== EXTRACTED DATA ==
__________________________________________________

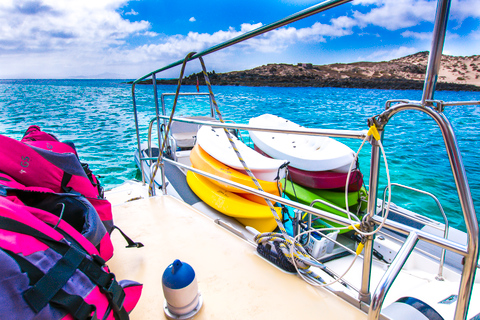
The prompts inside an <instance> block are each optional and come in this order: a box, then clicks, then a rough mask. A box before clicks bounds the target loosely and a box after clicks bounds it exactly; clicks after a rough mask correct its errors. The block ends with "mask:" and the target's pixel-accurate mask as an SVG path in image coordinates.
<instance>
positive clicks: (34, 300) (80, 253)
mask: <svg viewBox="0 0 480 320" xmlns="http://www.w3.org/2000/svg"><path fill="white" fill-rule="evenodd" d="M83 258H84V255H83V254H82V253H80V252H78V251H77V250H76V249H74V248H73V247H72V248H70V249H69V250H68V251H67V253H66V254H65V256H63V257H62V258H61V259H60V260H58V261H57V263H56V264H55V265H54V266H53V268H51V269H50V270H48V272H47V273H46V274H45V275H44V276H43V277H42V278H41V279H40V280H39V281H38V282H37V283H36V284H35V285H34V286H33V287H31V288H30V289H28V290H27V291H26V292H25V293H24V294H23V297H24V299H25V301H26V302H27V303H28V304H29V305H30V307H31V308H32V309H33V310H34V311H35V312H40V310H42V309H43V308H45V306H46V305H47V304H48V303H49V301H50V300H51V299H52V298H53V297H54V296H55V294H56V293H57V292H58V291H59V290H60V289H62V287H63V286H64V285H65V284H66V283H67V281H68V280H69V279H70V278H71V277H72V275H73V273H74V272H75V271H76V270H77V267H78V266H79V265H80V262H82V260H83Z"/></svg>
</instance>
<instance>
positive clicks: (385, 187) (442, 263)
mask: <svg viewBox="0 0 480 320" xmlns="http://www.w3.org/2000/svg"><path fill="white" fill-rule="evenodd" d="M390 185H391V186H392V187H393V186H397V187H400V188H404V189H408V190H411V191H415V192H418V193H421V194H424V195H427V196H430V197H431V198H432V199H433V200H434V201H435V203H436V204H437V207H438V210H440V212H441V214H442V216H443V222H444V231H443V237H444V238H445V239H448V230H449V223H448V218H447V216H446V215H445V211H444V210H443V207H442V205H441V204H440V201H438V199H437V197H435V196H434V195H433V194H431V193H430V192H427V191H423V190H419V189H415V188H412V187H408V186H404V185H402V184H398V183H391V184H390ZM387 189H388V185H387V186H386V187H385V189H384V190H383V202H382V212H383V210H384V208H383V206H384V204H385V195H386V192H387ZM399 214H400V215H401V216H402V217H405V218H409V219H411V220H414V221H417V222H421V223H424V222H423V221H419V220H418V219H415V218H413V217H411V216H407V215H405V214H402V213H400V212H399ZM425 225H428V226H432V227H434V228H437V227H436V226H433V225H431V224H425ZM444 264H445V249H443V250H442V254H441V256H440V266H439V267H438V275H437V277H436V279H437V280H441V281H443V280H444V278H443V265H444Z"/></svg>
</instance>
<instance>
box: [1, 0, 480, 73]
mask: <svg viewBox="0 0 480 320" xmlns="http://www.w3.org/2000/svg"><path fill="white" fill-rule="evenodd" d="M316 3H318V1H311V0H275V1H274V0H242V1H225V0H202V1H198V0H195V1H192V0H183V1H179V0H167V1H164V0H143V1H127V0H68V1H67V0H28V1H24V0H2V1H1V2H0V78H2V79H12V78H71V77H88V78H123V79H126V78H128V79H131V78H139V77H140V76H142V75H144V74H146V73H148V72H150V71H152V70H155V69H158V68H161V67H163V66H165V65H167V64H170V63H172V62H175V61H177V60H179V59H181V58H182V57H183V56H185V55H186V54H187V53H188V52H190V51H197V52H198V51H202V50H205V49H206V48H208V47H211V46H213V45H216V44H218V43H220V42H223V41H226V40H228V39H230V38H232V37H235V36H238V35H240V34H242V33H243V32H247V31H250V30H253V29H255V28H257V27H259V26H262V25H266V24H269V23H271V22H274V21H276V20H278V19H281V18H283V17H285V16H288V15H290V14H293V13H295V12H298V11H300V10H303V9H305V8H308V7H310V6H312V5H314V4H316ZM435 8H436V2H435V1H428V0H354V1H352V2H351V3H349V4H346V5H343V6H340V7H339V8H335V9H333V10H329V11H326V12H323V13H320V14H317V15H315V16H312V17H309V18H307V19H304V20H302V21H298V22H295V23H292V24H290V25H288V26H285V27H283V28H280V29H277V30H275V31H273V32H271V33H269V34H267V35H264V36H262V37H261V38H258V39H254V40H250V41H248V42H246V43H244V44H240V45H236V46H234V47H232V48H229V49H227V50H225V51H222V52H219V53H213V54H211V55H208V56H206V57H205V61H206V63H207V68H208V69H209V70H215V71H216V72H226V71H232V70H244V69H249V68H253V67H256V66H259V65H263V64H267V63H290V64H296V63H298V62H310V63H313V64H328V63H336V62H339V63H345V62H355V61H383V60H390V59H393V58H398V57H401V56H405V55H408V54H412V53H416V52H418V51H425V50H430V44H431V40H430V34H431V32H432V30H433V19H434V13H435ZM479 22H480V1H478V0H452V5H451V9H450V20H449V23H448V32H447V39H446V42H445V49H444V53H446V54H450V55H464V56H468V55H476V54H480V23H479ZM198 71H200V69H199V64H198V62H197V61H194V62H191V63H190V64H189V66H188V69H187V74H189V73H191V72H198ZM178 72H179V70H178V68H175V69H172V70H170V71H167V72H165V73H163V74H161V75H160V76H159V77H176V76H178Z"/></svg>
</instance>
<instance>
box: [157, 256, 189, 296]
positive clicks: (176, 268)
mask: <svg viewBox="0 0 480 320" xmlns="http://www.w3.org/2000/svg"><path fill="white" fill-rule="evenodd" d="M193 279H195V271H194V270H193V268H192V267H191V266H190V265H189V264H188V263H186V262H181V261H180V260H178V259H176V260H175V261H174V262H173V263H172V264H171V265H169V266H168V267H167V268H166V269H165V271H164V272H163V277H162V283H163V285H164V286H166V287H167V288H170V289H182V288H185V287H187V286H188V285H190V284H191V283H192V282H193Z"/></svg>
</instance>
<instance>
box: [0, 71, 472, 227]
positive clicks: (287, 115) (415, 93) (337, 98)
mask: <svg viewBox="0 0 480 320" xmlns="http://www.w3.org/2000/svg"><path fill="white" fill-rule="evenodd" d="M158 89H159V93H163V92H175V86H159V87H158ZM182 91H183V92H191V91H196V89H195V87H194V86H184V87H183V88H182ZM201 91H206V88H205V87H203V88H201ZM214 93H215V94H216V99H217V101H218V104H219V106H220V109H221V111H222V113H223V115H224V117H225V118H227V119H232V120H233V119H234V120H235V121H236V122H239V123H247V122H248V119H249V118H251V117H255V116H258V115H261V114H263V113H272V114H276V115H279V116H282V117H284V118H287V119H289V120H292V121H294V122H296V123H298V124H301V125H303V126H306V127H318V128H335V129H355V130H358V129H367V122H366V121H367V119H368V118H369V117H371V116H373V115H376V114H378V113H380V112H381V111H382V110H383V109H384V104H385V101H386V100H388V99H410V100H419V99H420V98H421V94H422V93H421V91H415V90H408V91H400V90H370V89H342V88H267V87H263V88H254V87H233V86H232V87H214ZM136 95H137V99H138V100H137V101H138V108H139V119H140V123H141V130H142V137H143V138H145V137H146V131H147V130H146V128H147V125H148V121H149V120H150V119H151V118H152V117H153V116H154V114H155V113H154V101H153V94H152V86H137V90H136ZM435 98H436V99H439V100H444V101H466V100H475V99H476V100H480V94H479V93H475V92H450V91H439V92H437V93H436V94H435ZM172 101H173V99H170V98H169V99H167V105H169V106H171V104H172ZM0 110H1V121H0V133H1V134H4V135H8V136H10V137H12V138H16V139H20V138H21V137H22V135H23V133H24V131H25V130H26V129H27V128H28V126H29V125H32V124H37V125H39V126H40V127H41V128H42V129H44V130H45V131H48V132H50V133H54V134H55V135H56V136H57V137H59V138H60V139H61V140H72V141H74V142H75V144H76V146H77V149H78V152H79V155H80V157H81V160H82V161H86V162H88V163H89V164H90V167H91V168H92V169H93V171H94V172H95V173H96V174H97V175H99V176H100V177H101V181H102V183H103V184H104V185H105V187H106V188H107V189H108V188H112V187H115V186H117V185H119V184H121V183H122V182H123V181H125V180H129V179H132V178H134V177H135V175H136V166H135V163H134V161H133V152H134V149H135V148H136V138H135V129H134V120H133V109H132V98H131V86H130V85H128V84H125V83H123V82H122V81H121V80H0ZM208 112H209V106H208V103H207V101H206V100H205V99H200V98H197V99H195V101H187V100H186V99H181V100H180V102H179V107H178V109H177V115H181V114H192V113H194V114H197V115H200V114H203V115H205V114H208ZM445 114H446V115H447V117H448V118H449V119H450V121H451V122H452V124H453V126H454V128H455V133H456V135H457V139H458V144H459V146H460V150H461V152H462V157H463V160H464V164H465V168H466V172H467V177H468V181H469V183H470V188H471V191H472V195H473V200H474V203H475V208H476V212H477V216H478V217H480V214H479V213H480V152H479V149H480V106H459V107H449V108H447V109H446V110H445ZM342 141H343V142H345V143H347V144H348V145H349V146H350V147H351V148H352V149H354V150H355V151H356V150H357V149H358V147H359V145H360V142H361V141H359V140H347V139H345V140H342ZM384 145H385V150H386V153H387V160H388V165H389V169H390V174H391V179H392V182H397V183H400V184H404V185H408V186H411V187H415V188H419V189H422V190H425V191H428V192H431V193H433V194H435V195H436V196H437V197H438V199H439V200H440V202H441V204H442V206H443V208H444V210H445V212H446V214H447V217H448V218H449V221H450V224H451V226H453V227H456V228H460V229H465V227H464V224H463V216H462V213H461V210H460V208H459V202H458V196H457V193H456V189H455V186H454V181H453V177H452V173H451V169H450V165H449V163H448V158H447V154H446V151H445V146H444V143H443V140H442V137H441V134H440V130H439V129H438V128H437V127H436V125H435V123H434V122H433V120H431V119H429V118H428V117H427V116H425V115H424V114H420V113H418V112H408V113H404V114H399V115H396V116H395V117H394V118H393V119H392V120H391V121H390V123H389V124H388V126H387V129H386V132H385V137H384ZM369 157H370V145H368V144H366V145H365V147H364V149H363V150H362V153H361V155H360V168H361V169H362V172H363V173H364V175H365V181H366V183H368V175H369ZM380 181H381V183H382V186H385V184H386V178H385V171H384V169H382V175H381V179H380ZM382 188H383V187H382ZM392 200H393V201H394V202H395V203H397V204H399V205H401V206H403V207H406V208H407V209H410V210H412V211H415V212H418V213H420V214H424V215H427V216H430V217H433V218H436V219H440V218H439V216H440V214H439V212H438V210H437V209H436V205H435V203H434V201H433V200H431V199H429V198H427V197H426V196H423V195H418V194H414V193H412V192H409V191H405V190H402V189H394V193H393V196H392Z"/></svg>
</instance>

__________________________________________________

Search the entries for the string "positive" and collect each line that has it.

== PROBLEM SOLUTION ==
positive clicks: (34, 300) (80, 253)
positive clicks: (385, 187) (442, 263)
positive clicks: (176, 268)
positive clicks: (287, 115) (415, 93) (337, 98)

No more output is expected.